→ **Goal of the exercise**:
Rewrite the lines below, renaming "rough mask" to "coarse mask" everywhere it occurs and leaving everything else unchanged.
____________________
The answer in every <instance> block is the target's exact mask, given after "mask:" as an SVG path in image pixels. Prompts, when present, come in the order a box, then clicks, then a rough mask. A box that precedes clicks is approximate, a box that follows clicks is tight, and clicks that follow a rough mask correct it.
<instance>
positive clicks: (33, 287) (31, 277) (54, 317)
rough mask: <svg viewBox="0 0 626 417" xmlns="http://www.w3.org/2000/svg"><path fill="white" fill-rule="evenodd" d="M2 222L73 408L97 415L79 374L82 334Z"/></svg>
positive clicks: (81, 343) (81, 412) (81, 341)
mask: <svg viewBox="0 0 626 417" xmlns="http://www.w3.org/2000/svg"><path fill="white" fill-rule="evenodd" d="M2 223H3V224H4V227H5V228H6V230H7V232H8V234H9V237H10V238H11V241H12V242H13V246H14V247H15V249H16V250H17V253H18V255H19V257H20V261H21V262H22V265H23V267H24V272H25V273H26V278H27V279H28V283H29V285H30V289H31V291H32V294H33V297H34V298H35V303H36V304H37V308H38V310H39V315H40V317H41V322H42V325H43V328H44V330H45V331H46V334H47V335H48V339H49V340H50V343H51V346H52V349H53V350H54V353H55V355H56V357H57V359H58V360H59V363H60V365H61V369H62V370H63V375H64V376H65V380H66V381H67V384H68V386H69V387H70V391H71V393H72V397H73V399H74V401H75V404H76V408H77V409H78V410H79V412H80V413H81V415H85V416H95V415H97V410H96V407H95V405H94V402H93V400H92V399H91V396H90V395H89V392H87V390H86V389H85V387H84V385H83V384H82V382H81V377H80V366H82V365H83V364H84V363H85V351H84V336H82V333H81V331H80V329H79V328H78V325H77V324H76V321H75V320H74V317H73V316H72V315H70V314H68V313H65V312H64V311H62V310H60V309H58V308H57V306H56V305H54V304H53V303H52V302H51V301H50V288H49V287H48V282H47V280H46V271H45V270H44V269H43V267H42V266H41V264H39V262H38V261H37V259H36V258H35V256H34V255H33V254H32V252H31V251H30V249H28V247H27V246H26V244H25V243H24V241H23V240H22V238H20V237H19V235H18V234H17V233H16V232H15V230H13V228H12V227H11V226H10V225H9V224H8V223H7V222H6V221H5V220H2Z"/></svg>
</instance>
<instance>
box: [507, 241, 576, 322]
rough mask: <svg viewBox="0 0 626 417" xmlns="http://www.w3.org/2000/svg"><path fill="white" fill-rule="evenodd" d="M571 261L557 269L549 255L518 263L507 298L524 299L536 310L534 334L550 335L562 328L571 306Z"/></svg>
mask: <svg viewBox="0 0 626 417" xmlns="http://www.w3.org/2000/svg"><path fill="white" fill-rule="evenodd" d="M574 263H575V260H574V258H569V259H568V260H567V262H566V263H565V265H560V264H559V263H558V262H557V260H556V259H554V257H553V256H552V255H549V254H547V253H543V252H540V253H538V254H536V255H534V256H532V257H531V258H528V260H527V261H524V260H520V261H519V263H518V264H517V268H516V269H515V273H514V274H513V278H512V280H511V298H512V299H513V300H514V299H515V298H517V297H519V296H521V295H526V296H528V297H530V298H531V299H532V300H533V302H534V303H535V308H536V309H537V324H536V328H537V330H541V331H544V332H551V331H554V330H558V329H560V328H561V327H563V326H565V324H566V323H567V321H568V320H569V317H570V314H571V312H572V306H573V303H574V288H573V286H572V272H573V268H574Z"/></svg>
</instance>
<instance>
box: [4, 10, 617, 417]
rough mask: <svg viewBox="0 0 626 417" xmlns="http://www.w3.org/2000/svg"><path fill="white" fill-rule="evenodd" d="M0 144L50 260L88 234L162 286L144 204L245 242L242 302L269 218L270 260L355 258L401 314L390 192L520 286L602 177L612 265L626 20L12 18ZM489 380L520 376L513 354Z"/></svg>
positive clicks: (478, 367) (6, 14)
____________________
→ **Worked solution**:
The answer in every <instance> block is the target's exact mask, given after "mask:" as an SVG path in image pixels. Prompts, when present, come in the order a box, then clicks, then a coarse mask. A box that precedes clicks is approximate, a box that follows clicks is tight, and clicks that follow a coarse mask correct it.
<instance>
positive clicks: (33, 287) (31, 277) (54, 317)
coarse mask: <svg viewBox="0 0 626 417" xmlns="http://www.w3.org/2000/svg"><path fill="white" fill-rule="evenodd" d="M2 222L73 408L97 415L79 374L82 334Z"/></svg>
positive clicks: (81, 343) (81, 412) (81, 341)
mask: <svg viewBox="0 0 626 417" xmlns="http://www.w3.org/2000/svg"><path fill="white" fill-rule="evenodd" d="M2 223H3V224H4V227H5V228H6V230H7V232H8V234H9V237H10V238H11V241H12V242H13V246H14V247H15V249H16V250H17V253H18V255H19V257H20V261H21V262H22V265H23V267H24V272H25V273H26V278H27V279H28V283H29V285H30V289H31V291H32V294H33V297H34V298H35V303H36V304H37V308H38V310H39V315H40V317H41V322H42V325H43V328H44V330H45V331H46V334H47V335H48V339H49V340H50V343H51V346H52V349H53V350H54V353H55V355H56V357H57V359H58V360H59V363H60V365H61V369H62V370H63V375H64V376H65V380H66V381H67V384H68V386H69V387H70V391H71V393H72V397H73V399H74V401H75V404H76V408H77V409H78V410H79V412H80V413H81V415H85V416H95V415H97V410H96V407H95V405H94V402H93V400H92V399H91V396H90V395H89V392H87V390H86V389H85V387H84V385H83V384H82V382H81V377H80V366H82V365H83V364H84V363H85V351H84V336H82V333H81V331H80V329H79V328H78V325H77V324H76V321H75V320H74V317H73V316H72V315H70V314H68V313H65V312H64V311H62V310H60V309H58V308H57V306H56V305H54V304H53V303H52V302H51V301H50V288H49V287H48V282H47V280H46V271H45V270H44V269H43V267H42V266H41V264H39V262H38V261H37V259H36V258H35V256H34V255H33V254H32V252H31V251H30V249H28V247H27V246H26V244H25V243H24V241H23V240H22V238H20V237H19V235H18V234H17V233H16V232H15V230H13V228H12V227H11V226H10V225H9V224H8V223H7V222H6V221H5V220H2Z"/></svg>
</instance>
<instance>
box: [507, 241, 576, 322]
coarse mask: <svg viewBox="0 0 626 417" xmlns="http://www.w3.org/2000/svg"><path fill="white" fill-rule="evenodd" d="M571 261L557 269L549 255L518 263L507 298L524 299L536 310L534 334L550 335L562 328L571 306Z"/></svg>
mask: <svg viewBox="0 0 626 417" xmlns="http://www.w3.org/2000/svg"><path fill="white" fill-rule="evenodd" d="M574 263H575V260H574V258H569V259H568V260H567V262H566V263H565V265H560V264H559V263H558V262H557V260H556V259H554V257H553V256H552V255H549V254H547V253H543V252H540V253H538V254H536V255H534V256H532V257H531V258H528V260H527V261H524V260H520V261H519V263H518V264H517V268H516V269H515V273H514V274H513V278H512V280H511V298H512V299H513V300H514V299H515V298H517V297H519V296H521V295H526V296H528V297H530V298H531V299H532V300H533V302H534V303H535V308H536V309H537V324H536V328H537V330H541V331H544V332H551V331H554V330H558V329H560V328H561V327H563V326H565V324H566V323H567V321H568V320H569V317H570V314H571V312H572V306H573V303H574V288H573V286H572V272H573V268H574Z"/></svg>
</instance>
<instance>
box: [4, 10, 617, 417]
coarse mask: <svg viewBox="0 0 626 417" xmlns="http://www.w3.org/2000/svg"><path fill="white" fill-rule="evenodd" d="M0 144L50 260L88 234L162 286L144 204L245 242L242 302L269 218L270 260L355 258L401 314L390 192L520 286L602 177L612 265L626 20L12 18ZM489 380L520 376L513 354Z"/></svg>
positive clicks: (478, 367) (6, 14)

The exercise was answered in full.